* **The problem**:
Read the data and repeat it in full, exactly.

[Source data]
[Start of Attachment]

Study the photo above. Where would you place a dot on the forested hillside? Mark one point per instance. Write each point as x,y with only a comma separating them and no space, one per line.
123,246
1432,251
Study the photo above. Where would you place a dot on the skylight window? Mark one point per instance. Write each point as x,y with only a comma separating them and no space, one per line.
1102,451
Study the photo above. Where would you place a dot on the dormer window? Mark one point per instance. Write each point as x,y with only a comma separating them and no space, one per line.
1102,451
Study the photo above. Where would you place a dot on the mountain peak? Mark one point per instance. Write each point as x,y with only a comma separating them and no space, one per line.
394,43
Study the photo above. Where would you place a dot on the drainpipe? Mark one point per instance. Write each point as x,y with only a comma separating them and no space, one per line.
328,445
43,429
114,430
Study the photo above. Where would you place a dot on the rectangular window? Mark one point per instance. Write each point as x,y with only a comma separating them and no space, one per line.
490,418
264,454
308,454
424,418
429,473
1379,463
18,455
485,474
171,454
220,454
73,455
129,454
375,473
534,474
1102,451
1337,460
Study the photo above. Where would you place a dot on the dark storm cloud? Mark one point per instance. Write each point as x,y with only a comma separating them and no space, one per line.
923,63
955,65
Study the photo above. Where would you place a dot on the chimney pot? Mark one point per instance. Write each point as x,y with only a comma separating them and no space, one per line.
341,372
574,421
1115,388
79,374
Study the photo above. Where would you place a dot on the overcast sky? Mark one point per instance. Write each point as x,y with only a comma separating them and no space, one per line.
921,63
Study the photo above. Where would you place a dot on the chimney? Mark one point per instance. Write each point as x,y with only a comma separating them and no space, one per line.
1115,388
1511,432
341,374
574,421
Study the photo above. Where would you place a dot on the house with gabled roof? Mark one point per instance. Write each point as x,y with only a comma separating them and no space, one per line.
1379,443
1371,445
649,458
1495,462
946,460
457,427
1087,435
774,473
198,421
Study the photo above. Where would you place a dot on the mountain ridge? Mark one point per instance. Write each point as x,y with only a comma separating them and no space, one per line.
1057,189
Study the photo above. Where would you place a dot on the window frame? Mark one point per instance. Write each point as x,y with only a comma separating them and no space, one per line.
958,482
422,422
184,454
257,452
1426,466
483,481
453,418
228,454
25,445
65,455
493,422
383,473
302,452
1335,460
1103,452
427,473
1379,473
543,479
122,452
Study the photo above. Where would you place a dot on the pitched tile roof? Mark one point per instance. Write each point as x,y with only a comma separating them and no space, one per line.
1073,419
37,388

[End of Attachment]

* **Output**:
Study the photo above. Where would you place a dot on the forested hillside? Mark one point per instance. Write each point as x,y with only a comma separating them and no space, one per line.
123,246
1432,251
Study the photo above. Where would you place a dot on the skylight window? Mark one point per instance. Write each point as x,y with only a comma separating them and no space, one per line.
1102,451
Study the photo above. Where would you place a dot on the dormer window? Mark one point per instance. Write each point as x,y with only a comma separating them and no space, one per line.
1102,451
Study the photo above. Where would you place a dot on the mountain peak? Mark one point per instance. Write each point as x,y with only a comma separating them and no space, one per line.
394,43
Study the photo above. Where would you place a dot on the drainpipe? Mark one point per instance. Write each point as x,y with only a comma separating them and no space, one per line.
328,445
43,429
114,430
Study the photo above. Where would you place a dot on the rectangular window? Mark one point per instance. Write each point as x,y with only a comma separating them and no space, one per line.
490,418
264,454
308,454
424,418
429,473
1379,463
18,455
485,474
171,454
220,454
73,455
129,454
375,473
534,474
1102,451
1337,460
Study the photo above. Where would you place a dot on the dark storm cloud? Mark one point per instance. Write each point as x,y with only a comma separating them and no space, one per line.
923,63
955,65
Study the photo above. Where would you place a dot on the chimney pot? Mark one point per instance. Write each point as x,y with only a comma separating them and no space, one per line.
341,372
574,421
1115,388
79,374
Study the photo above. Where would you place a dot on the overcast sky? Mark one point per instance. Write each point as x,y with only a comma separating them and no space, one per line.
921,63
Study the photo above. Where would you place a dot on the chimney? Mark one point per instance. Write each point as x,y with only a comma separating them and no space, one per line.
1115,388
1511,432
341,374
574,421
Study the photo above. Where would you place a dot on the house with gabled roof? Mark one point per instance. Write each point as x,y with only a comma separating them and no space, one per line.
1379,443
1371,445
649,458
1495,462
946,460
457,427
1087,435
774,473
198,421
Study the photo above. Where would you place a dot on the mountain ridge? Mark one point per instance. Write each point as x,y with only a comma separating them and no space, one per line.
1057,189
Study the photo above. Where would you place a dot on the window frame? Mark one point per instance. Write each point as x,y with only a comma separating them and no space, one per line.
958,482
422,422
184,454
257,452
1426,466
483,481
453,418
228,454
25,445
65,455
493,422
383,473
302,452
1335,460
1103,452
427,473
1379,473
543,479
122,452
Study the photo above. Where would you place a dot on the pitched tile roof? Mark one point per instance. Write each point as x,y with only a comma separating them and no space, one per line.
1073,419
37,388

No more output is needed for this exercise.